Bounding box annotation records
......

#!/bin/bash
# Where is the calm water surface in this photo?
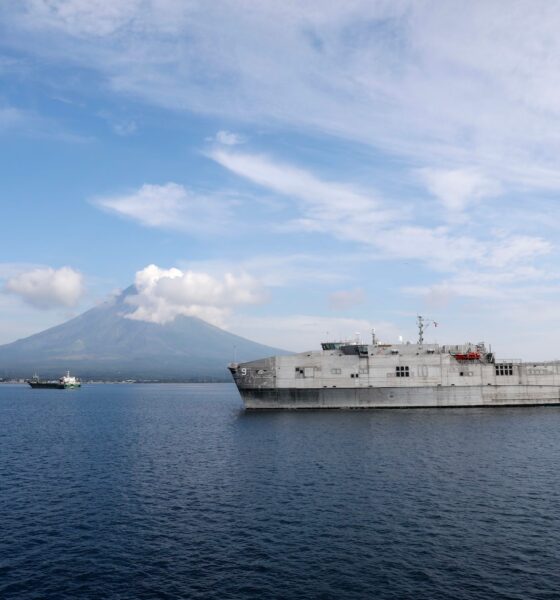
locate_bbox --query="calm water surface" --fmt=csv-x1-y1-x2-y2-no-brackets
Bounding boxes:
0,384,560,600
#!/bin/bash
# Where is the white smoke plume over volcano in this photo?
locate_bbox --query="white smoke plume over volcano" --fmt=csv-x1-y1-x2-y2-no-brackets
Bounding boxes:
127,265,264,327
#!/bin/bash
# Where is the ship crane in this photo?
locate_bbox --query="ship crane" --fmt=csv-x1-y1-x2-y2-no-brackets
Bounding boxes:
416,315,438,346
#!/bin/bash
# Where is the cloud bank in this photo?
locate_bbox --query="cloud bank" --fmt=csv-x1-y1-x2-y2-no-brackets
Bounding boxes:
127,265,265,327
4,267,84,309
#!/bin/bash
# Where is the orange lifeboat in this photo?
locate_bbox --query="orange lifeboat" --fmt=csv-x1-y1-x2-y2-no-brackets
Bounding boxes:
452,352,480,360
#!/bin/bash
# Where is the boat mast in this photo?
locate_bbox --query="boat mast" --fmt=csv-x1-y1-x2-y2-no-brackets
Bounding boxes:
416,315,438,346
416,315,424,346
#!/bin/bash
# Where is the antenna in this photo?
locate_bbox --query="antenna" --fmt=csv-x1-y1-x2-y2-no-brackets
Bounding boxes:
416,315,439,346
416,315,424,346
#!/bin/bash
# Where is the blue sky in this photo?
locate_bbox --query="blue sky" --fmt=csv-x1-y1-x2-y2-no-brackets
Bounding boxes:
0,0,560,359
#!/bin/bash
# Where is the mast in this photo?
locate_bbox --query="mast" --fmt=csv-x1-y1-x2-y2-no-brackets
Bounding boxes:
416,315,424,346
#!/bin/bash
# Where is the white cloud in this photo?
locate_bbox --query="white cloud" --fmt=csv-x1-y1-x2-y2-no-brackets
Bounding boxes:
7,0,560,189
210,150,552,270
209,150,398,242
420,168,502,213
329,288,366,311
127,265,265,327
113,121,138,137
216,130,245,146
94,183,231,234
4,267,84,309
232,314,400,352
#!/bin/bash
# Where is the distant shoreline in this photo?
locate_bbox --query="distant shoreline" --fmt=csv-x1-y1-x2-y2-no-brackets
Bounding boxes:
0,379,233,385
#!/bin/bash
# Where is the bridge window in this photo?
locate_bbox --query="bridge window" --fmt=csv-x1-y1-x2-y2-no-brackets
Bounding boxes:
395,366,410,377
496,363,513,376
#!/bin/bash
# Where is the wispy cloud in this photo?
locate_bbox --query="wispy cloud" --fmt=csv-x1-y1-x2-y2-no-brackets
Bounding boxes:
4,267,84,309
93,183,232,235
7,0,560,189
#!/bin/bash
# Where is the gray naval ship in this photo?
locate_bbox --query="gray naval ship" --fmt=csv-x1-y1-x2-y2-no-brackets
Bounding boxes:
228,317,560,409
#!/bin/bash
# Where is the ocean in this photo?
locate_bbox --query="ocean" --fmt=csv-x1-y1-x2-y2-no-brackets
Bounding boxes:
0,384,560,600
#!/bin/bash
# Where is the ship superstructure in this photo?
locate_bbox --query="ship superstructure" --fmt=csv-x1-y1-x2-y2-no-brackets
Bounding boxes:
27,371,82,390
229,317,560,409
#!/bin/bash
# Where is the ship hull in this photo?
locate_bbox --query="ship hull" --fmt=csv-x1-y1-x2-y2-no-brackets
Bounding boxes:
239,385,560,410
27,381,80,390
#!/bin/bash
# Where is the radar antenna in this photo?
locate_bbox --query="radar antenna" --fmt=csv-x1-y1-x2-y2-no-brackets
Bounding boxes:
416,315,438,346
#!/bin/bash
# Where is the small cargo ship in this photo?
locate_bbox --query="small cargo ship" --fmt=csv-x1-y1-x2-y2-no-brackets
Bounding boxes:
27,371,82,390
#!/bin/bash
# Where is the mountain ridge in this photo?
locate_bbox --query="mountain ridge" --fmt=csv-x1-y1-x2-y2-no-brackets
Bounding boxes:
0,286,288,381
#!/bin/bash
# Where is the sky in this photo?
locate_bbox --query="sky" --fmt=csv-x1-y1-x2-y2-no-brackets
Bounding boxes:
0,0,560,360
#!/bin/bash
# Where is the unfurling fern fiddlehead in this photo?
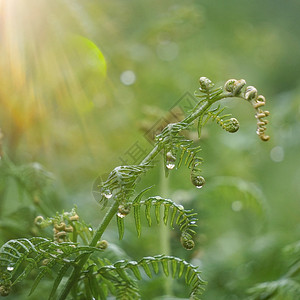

......

### OBJECTIVE
Replace "in this photo" with "in this image" throughout the records above, keeping everything else unchanged. Omit the pictures from your answer.

### EXERCISE OUTPUT
#!/bin/bash
# Where is the calm water surface in this image?
locate_bbox --query="calm water surface" --fmt=csv-x1-y1-x2-y2-no-brackets
Bounding boxes:
0,384,560,600
#!/bin/bash
# Where is the white smoke plume over volcano in this image?
locate_bbox --query="white smoke plume over volcano" --fmt=csv-x1-y1-x2-y2-no-brackets
Bounding boxes:
127,265,264,327
#!/bin/bash
# Where is the ship crane in this image?
locate_bbox --query="ship crane" --fmt=csv-x1-y1-x2-y2-no-brackets
Bounding boxes:
416,315,438,346
#!/bin/bash
# Where is the cloud bank in this image?
locate_bbox --query="cloud bank" --fmt=csv-x1-y1-x2-y2-no-brackets
Bounding boxes:
127,265,265,327
4,267,84,309
#!/bin/bash
# Where is the orange lifeboat in this image?
locate_bbox --query="orange lifeboat" --fmt=csv-x1-y1-x2-y2-no-brackets
Bounding boxes:
452,352,480,360
#!/bin/bash
# Where is the boat mast in this image?
locate_bbox --query="boat mast" --fmt=csv-x1-y1-x2-y2-no-brackets
Bounding boxes:
416,315,438,346
416,315,424,346
#!/bin/bash
# Where is the antenna in this image?
locate_bbox --query="antenna" --fmt=csv-x1-y1-x2-y2-no-brackets
Bounding boxes:
416,315,439,346
416,315,424,346
#!/bin/bash
# Where is the blue sky in this image?
locate_bbox --query="blue sky" --fmt=csv-x1-y1-x2-y2-no-brackets
Bounding boxes:
0,0,560,359
#!/bin/bash
# Where is the mast in this image?
locate_bbox --query="mast" --fmt=csv-x1-y1-x2-y2-no-brackets
Bounding boxes:
416,315,424,346
#!/bin/bash
# Where is the white cloud in this image?
locate_bbox --query="white cloud" --fmt=csv-x1-y1-x2-y2-no-brackets
Bounding boxes:
7,0,560,189
210,150,552,270
209,150,398,242
420,168,502,213
329,288,366,311
127,265,265,327
113,121,138,137
216,130,245,146
94,183,231,234
4,267,84,309
232,314,400,352
#!/bin/bash
# Where is the distant shoreline in this image?
locate_bbox --query="distant shoreline" --fmt=csv-x1-y1-x2-y2-no-brackets
Bounding boxes:
0,379,233,385
#!/bin/bash
# Where is the bridge window in this image?
locate_bbox --query="bridge window" --fmt=csv-x1-y1-x2-y2-no-brackets
Bounding boxes:
395,366,410,377
496,363,513,376
#!/bin/bash
# Where is the wispy cloud in this image?
locate_bbox --query="wispy cloud" --fmt=csv-x1-y1-x2-y2-no-brackets
Bounding boxes:
4,267,84,309
93,183,232,235
7,0,560,189
#!/bin/bash
# Where is the gray naval ship in this image?
locate_bbox --query="gray naval ship" --fmt=csv-x1-y1-x2-y2-no-brackets
Bounding boxes:
228,317,560,409
#!/bin/bash
# Where is the ocean in this image?
locate_bbox --query="ocean" --fmt=csv-x1-y1-x2-y2-no-brackets
Bounding boxes:
0,384,560,600
#!/bin/bash
# Where is the ship superstructure in this image?
locate_bbox --query="ship superstructure" --fmt=csv-x1-y1-x2-y2-no-brackets
Bounding boxes:
27,371,82,390
229,317,560,409
#!/bin/bash
# Where is the ship hull in this image?
locate_bbox --query="ship hull" --fmt=csv-x1-y1-x2-y2-no-brackets
Bounding boxes:
239,385,560,410
27,381,80,390
#!/bin/bash
# Where is the radar antenna in this image?
locate_bbox --query="radar antenna" --fmt=csv-x1-y1-x2-y2-no-brackets
Bounding boxes:
416,315,438,346
#!/bin/bash
# Where is the small cargo ship in this image?
locate_bbox --query="small cargo ship" --fmt=csv-x1-y1-x2-y2-no-brackets
Bounding boxes:
27,371,82,390
#!/bin/bash
# Where is the mountain ridge in this image?
locate_bbox --query="mountain ridge" --fmt=csv-x1-y1-x2-y2-no-brackets
Bounding boxes:
0,286,288,381
#!/bin/bash
# Where is the sky in this image?
locate_bbox --query="sky" --fmt=csv-x1-y1-x2-y2-no-brackets
Bounding boxes:
0,0,560,360
#!/bin/bash
# Where is the unfurling fern fiddlehead in this image?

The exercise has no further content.